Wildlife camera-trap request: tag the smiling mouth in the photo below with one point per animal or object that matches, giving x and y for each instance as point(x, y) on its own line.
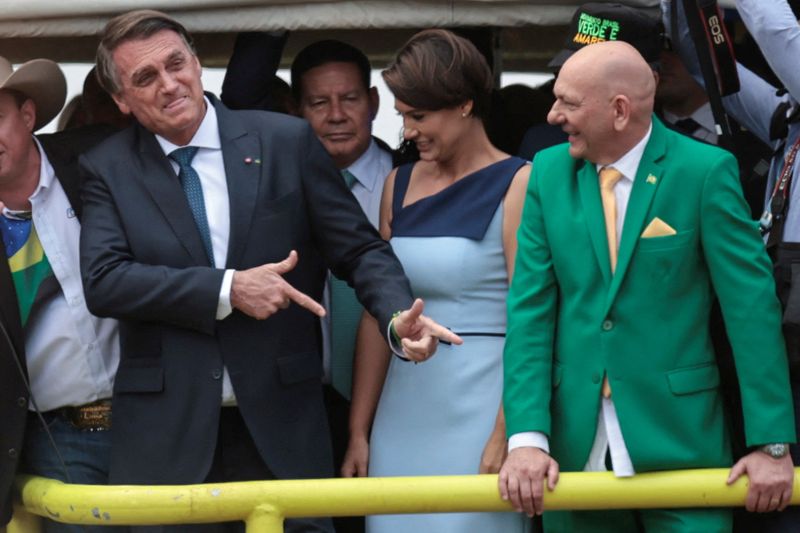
point(339, 136)
point(177, 102)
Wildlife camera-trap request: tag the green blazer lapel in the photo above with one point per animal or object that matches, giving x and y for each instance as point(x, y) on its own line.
point(589, 188)
point(648, 178)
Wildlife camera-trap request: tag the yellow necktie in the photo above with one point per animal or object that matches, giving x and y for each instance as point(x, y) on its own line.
point(609, 177)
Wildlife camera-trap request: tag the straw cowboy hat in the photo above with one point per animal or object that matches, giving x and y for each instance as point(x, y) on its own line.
point(42, 81)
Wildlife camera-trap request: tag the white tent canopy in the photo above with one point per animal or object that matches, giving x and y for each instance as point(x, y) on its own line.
point(530, 31)
point(36, 18)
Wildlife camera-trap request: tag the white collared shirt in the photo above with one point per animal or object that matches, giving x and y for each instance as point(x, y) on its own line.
point(608, 436)
point(370, 171)
point(71, 355)
point(210, 167)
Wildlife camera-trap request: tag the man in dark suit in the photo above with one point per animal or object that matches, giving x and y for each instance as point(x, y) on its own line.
point(55, 357)
point(332, 90)
point(201, 227)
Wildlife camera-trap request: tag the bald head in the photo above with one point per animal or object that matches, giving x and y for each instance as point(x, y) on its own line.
point(604, 100)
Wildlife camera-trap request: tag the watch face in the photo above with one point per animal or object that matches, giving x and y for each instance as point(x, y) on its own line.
point(776, 450)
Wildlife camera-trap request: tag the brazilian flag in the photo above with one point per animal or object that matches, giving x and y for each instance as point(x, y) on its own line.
point(27, 261)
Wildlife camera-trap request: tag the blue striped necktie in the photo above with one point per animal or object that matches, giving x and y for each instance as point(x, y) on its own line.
point(194, 194)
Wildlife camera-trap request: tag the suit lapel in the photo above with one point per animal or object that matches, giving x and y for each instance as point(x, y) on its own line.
point(241, 152)
point(648, 178)
point(9, 308)
point(589, 189)
point(164, 187)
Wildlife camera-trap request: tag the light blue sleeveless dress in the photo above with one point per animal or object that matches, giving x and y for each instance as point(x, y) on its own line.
point(434, 418)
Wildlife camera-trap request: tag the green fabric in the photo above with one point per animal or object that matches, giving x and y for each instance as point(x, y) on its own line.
point(29, 268)
point(652, 520)
point(345, 316)
point(570, 321)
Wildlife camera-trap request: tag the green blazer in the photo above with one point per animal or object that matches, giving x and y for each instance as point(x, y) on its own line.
point(646, 326)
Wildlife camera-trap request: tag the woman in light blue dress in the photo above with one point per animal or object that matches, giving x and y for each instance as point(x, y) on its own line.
point(452, 220)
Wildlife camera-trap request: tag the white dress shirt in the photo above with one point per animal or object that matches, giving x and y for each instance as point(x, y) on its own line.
point(608, 436)
point(72, 356)
point(210, 168)
point(370, 171)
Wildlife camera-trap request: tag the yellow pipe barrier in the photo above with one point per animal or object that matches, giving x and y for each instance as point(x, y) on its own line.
point(264, 504)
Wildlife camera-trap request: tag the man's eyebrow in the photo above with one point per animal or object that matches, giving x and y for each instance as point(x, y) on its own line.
point(177, 54)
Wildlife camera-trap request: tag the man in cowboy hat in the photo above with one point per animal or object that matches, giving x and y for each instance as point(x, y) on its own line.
point(57, 362)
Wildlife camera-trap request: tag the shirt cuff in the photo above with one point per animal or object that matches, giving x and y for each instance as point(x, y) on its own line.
point(224, 307)
point(531, 439)
point(396, 348)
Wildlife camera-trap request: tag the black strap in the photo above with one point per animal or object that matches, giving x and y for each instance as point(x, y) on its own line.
point(774, 217)
point(715, 55)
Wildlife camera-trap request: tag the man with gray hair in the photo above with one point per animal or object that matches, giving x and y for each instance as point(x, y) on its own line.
point(208, 233)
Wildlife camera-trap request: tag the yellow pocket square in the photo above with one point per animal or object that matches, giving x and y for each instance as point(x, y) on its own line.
point(657, 228)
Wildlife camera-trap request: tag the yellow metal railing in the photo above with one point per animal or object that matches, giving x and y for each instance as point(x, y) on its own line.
point(263, 505)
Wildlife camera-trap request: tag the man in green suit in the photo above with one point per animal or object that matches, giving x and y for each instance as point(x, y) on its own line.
point(628, 233)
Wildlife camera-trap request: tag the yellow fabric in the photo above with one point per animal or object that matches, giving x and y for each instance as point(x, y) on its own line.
point(609, 176)
point(28, 255)
point(657, 228)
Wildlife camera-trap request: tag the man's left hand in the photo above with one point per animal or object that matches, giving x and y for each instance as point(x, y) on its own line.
point(771, 481)
point(419, 334)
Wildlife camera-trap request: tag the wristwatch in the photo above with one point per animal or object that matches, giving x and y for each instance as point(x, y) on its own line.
point(775, 450)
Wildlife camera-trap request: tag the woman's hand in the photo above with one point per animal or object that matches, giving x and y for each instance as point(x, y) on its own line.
point(356, 459)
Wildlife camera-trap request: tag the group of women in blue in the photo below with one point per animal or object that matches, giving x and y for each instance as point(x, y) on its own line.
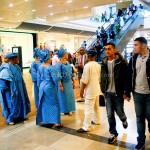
point(14, 98)
point(55, 87)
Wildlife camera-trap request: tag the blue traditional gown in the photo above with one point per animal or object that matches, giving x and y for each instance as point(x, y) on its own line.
point(34, 68)
point(15, 102)
point(66, 98)
point(49, 108)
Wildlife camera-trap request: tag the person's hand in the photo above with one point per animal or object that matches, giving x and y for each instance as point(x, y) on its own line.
point(81, 93)
point(61, 88)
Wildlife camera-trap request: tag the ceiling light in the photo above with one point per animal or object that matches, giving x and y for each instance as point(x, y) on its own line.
point(33, 10)
point(69, 1)
point(85, 7)
point(50, 6)
point(11, 5)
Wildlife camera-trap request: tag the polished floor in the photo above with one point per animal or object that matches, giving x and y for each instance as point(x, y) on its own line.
point(28, 136)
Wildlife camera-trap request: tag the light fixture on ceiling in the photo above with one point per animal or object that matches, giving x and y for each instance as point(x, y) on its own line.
point(11, 5)
point(69, 1)
point(49, 6)
point(33, 10)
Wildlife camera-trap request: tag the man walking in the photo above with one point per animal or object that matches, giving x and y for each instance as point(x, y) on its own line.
point(90, 89)
point(113, 79)
point(139, 85)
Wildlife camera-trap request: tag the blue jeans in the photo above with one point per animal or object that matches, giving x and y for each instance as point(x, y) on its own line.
point(114, 104)
point(142, 110)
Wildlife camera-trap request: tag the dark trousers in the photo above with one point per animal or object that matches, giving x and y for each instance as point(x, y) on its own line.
point(114, 104)
point(142, 110)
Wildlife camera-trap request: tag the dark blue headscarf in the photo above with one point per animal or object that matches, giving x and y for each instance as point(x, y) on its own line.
point(10, 55)
point(36, 52)
point(61, 52)
point(44, 55)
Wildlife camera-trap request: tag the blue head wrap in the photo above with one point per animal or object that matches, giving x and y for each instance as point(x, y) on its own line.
point(44, 55)
point(61, 52)
point(36, 52)
point(10, 55)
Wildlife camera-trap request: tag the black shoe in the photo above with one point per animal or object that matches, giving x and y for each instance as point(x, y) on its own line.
point(125, 124)
point(139, 146)
point(112, 139)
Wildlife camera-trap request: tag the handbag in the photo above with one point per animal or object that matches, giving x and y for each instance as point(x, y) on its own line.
point(102, 101)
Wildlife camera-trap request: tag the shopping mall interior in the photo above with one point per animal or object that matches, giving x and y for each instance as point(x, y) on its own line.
point(26, 24)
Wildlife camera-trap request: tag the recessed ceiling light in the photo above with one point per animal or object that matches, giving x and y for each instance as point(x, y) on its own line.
point(85, 7)
point(11, 5)
point(69, 1)
point(50, 6)
point(33, 10)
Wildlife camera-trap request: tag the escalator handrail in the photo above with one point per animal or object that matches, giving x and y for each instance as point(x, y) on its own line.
point(94, 33)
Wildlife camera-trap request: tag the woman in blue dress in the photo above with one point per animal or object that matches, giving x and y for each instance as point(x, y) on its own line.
point(15, 102)
point(34, 68)
point(47, 80)
point(65, 92)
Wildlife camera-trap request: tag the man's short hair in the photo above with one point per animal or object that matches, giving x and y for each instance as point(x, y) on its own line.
point(110, 43)
point(141, 40)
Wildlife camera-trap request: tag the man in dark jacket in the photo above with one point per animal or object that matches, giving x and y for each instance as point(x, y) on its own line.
point(139, 84)
point(113, 79)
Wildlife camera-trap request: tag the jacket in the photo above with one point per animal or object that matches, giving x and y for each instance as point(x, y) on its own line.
point(131, 74)
point(120, 69)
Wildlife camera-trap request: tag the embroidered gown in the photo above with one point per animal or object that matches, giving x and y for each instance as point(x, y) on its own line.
point(49, 108)
point(34, 68)
point(15, 102)
point(66, 98)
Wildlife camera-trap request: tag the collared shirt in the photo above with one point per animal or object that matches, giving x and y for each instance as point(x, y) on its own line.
point(141, 83)
point(111, 80)
point(91, 77)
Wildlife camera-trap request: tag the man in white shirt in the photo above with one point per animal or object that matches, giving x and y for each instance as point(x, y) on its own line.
point(90, 89)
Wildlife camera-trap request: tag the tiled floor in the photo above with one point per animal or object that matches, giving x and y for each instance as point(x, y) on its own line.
point(27, 136)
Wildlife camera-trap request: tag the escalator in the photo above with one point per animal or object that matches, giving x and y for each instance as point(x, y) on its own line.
point(125, 34)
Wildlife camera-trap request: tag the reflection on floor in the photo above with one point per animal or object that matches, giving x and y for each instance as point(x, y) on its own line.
point(27, 136)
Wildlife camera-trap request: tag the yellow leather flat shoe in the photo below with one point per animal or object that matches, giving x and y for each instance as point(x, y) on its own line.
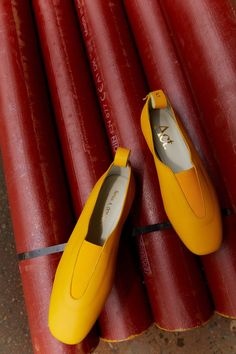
point(188, 196)
point(85, 273)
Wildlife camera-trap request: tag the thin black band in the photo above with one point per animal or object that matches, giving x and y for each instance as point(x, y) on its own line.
point(42, 252)
point(226, 212)
point(151, 228)
point(137, 231)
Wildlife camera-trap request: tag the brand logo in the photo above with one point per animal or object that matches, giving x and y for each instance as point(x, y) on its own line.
point(163, 136)
point(109, 205)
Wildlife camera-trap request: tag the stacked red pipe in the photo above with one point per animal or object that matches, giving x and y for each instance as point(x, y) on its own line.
point(171, 273)
point(86, 152)
point(170, 49)
point(40, 207)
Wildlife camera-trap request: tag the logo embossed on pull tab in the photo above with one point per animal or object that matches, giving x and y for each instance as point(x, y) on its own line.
point(163, 137)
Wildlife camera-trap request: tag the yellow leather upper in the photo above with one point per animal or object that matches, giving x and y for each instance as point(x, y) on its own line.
point(188, 196)
point(85, 273)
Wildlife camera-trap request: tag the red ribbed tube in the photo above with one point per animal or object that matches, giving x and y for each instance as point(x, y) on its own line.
point(205, 38)
point(177, 293)
point(40, 207)
point(86, 151)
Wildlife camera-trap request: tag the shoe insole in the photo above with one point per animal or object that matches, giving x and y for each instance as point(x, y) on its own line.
point(168, 141)
point(107, 209)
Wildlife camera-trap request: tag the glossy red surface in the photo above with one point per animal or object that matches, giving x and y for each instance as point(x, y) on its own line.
point(86, 151)
point(37, 277)
point(121, 86)
point(40, 208)
point(163, 70)
point(205, 38)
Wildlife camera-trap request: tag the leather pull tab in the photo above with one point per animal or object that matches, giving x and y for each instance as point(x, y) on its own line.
point(121, 157)
point(158, 99)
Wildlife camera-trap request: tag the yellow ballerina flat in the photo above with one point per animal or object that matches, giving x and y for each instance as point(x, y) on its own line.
point(86, 270)
point(188, 196)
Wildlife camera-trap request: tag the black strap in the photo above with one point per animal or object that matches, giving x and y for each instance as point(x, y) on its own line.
point(151, 228)
point(42, 252)
point(136, 231)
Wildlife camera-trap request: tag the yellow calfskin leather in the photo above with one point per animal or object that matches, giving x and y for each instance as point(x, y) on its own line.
point(189, 197)
point(86, 270)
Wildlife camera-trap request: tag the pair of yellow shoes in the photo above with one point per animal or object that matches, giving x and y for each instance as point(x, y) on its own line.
point(85, 273)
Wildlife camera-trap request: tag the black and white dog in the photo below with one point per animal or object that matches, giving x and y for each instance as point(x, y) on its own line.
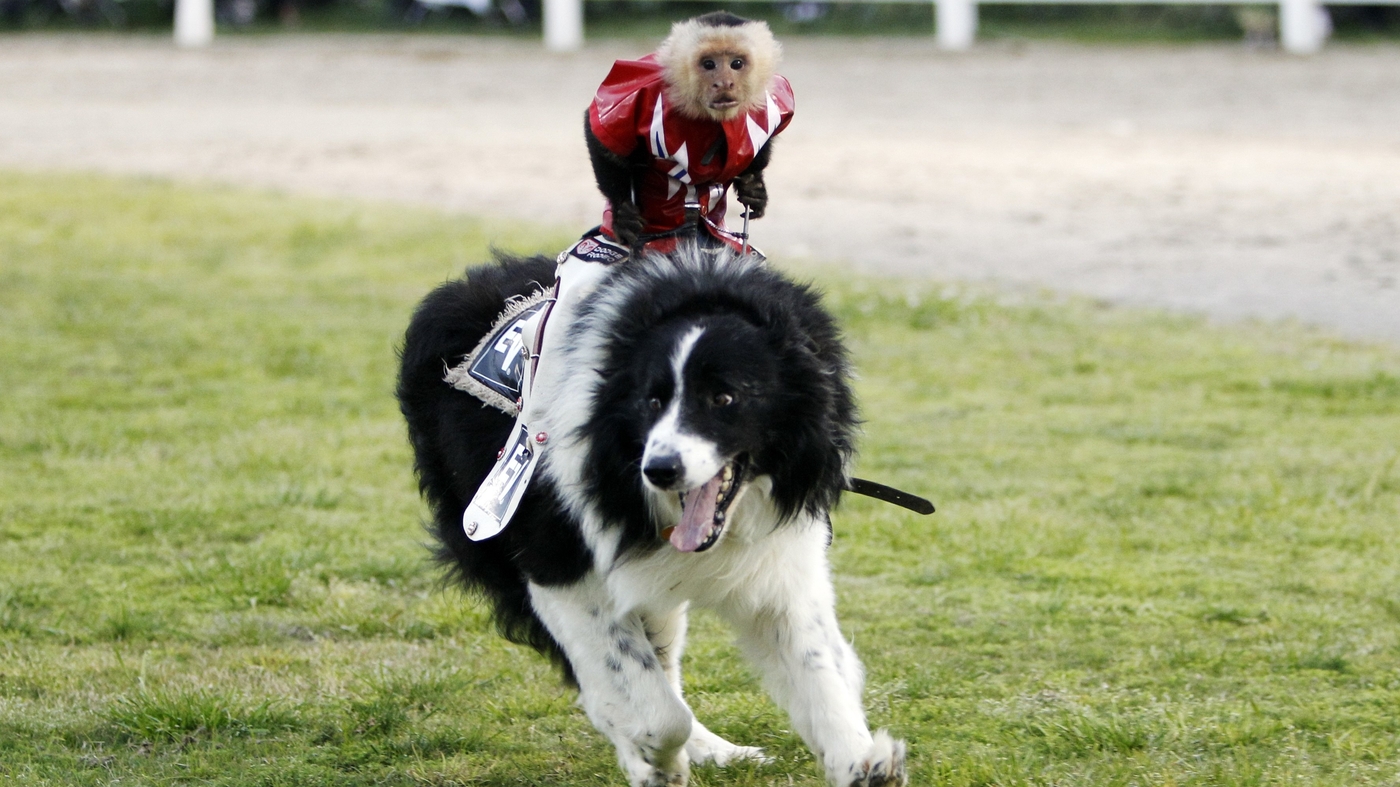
point(695, 450)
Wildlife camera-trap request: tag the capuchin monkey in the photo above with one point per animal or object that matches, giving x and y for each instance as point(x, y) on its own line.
point(685, 123)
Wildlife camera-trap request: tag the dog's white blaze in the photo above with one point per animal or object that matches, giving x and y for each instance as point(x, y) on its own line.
point(699, 457)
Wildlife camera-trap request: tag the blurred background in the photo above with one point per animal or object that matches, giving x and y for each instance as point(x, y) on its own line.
point(1096, 23)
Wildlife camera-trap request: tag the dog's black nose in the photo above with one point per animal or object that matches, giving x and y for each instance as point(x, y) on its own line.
point(664, 471)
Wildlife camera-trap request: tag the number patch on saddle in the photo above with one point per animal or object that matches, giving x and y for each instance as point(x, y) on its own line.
point(494, 371)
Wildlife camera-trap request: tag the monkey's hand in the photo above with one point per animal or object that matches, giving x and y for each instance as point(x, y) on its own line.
point(626, 223)
point(752, 193)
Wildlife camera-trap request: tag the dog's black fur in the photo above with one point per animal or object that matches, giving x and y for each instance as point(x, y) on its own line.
point(766, 338)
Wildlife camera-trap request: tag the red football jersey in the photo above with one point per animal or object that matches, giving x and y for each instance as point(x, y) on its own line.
point(685, 164)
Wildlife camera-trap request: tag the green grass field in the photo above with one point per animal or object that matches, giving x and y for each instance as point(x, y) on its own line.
point(1165, 553)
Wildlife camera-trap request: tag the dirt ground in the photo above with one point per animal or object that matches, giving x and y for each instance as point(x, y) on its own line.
point(1207, 178)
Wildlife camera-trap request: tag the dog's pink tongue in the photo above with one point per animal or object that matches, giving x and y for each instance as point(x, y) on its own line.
point(697, 517)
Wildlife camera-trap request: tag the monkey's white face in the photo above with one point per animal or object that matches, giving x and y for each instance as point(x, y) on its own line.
point(727, 81)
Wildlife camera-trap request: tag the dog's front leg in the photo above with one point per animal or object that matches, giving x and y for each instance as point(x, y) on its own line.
point(812, 671)
point(622, 685)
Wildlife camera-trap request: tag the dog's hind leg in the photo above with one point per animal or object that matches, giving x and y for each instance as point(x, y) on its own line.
point(668, 637)
point(622, 685)
point(809, 668)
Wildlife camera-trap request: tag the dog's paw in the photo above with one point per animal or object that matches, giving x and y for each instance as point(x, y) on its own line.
point(704, 747)
point(882, 765)
point(661, 779)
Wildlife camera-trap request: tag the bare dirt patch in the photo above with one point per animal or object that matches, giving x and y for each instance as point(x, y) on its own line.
point(1214, 179)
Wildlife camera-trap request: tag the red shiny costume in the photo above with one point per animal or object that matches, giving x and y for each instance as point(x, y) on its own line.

REQUIREMENTS:
Copy out the rows above verbatim, beginning at the line that contains "Wildlife camera-trap request: tag the person's" and ending after the line that contains "point(139, 85)".

COMPLETE RESPONSE:
Wildlife camera-trap request: tag the person's hand in the photo above with one point per animal or object that matches, giving x and y for each instance as point(x, y) on its own line.
point(81, 93)
point(61, 88)
Wildlife camera-trap request: tag the ceiling light in the photo above with one point per animal or object that matches, giving x and y for each instance as point(x, y) on its own line.
point(33, 10)
point(69, 1)
point(85, 7)
point(50, 6)
point(11, 5)
Wildlife camera-trap request: tag the polished floor in the photo above with one point per animal or object that matches, giving x and y for each instance as point(x, y) on its own line.
point(28, 136)
Wildlife camera-trap request: tag the light fixture on ceiling in the photo above with one point per animal or object that matches, giving x and y for each instance as point(x, y) on its own line.
point(11, 5)
point(69, 1)
point(49, 6)
point(33, 10)
Wildlife camera-trap request: tag the man walking in the photo above with one point per animal or object that matches, giving x and y for each instance as point(x, y) on its own line.
point(90, 89)
point(113, 79)
point(139, 85)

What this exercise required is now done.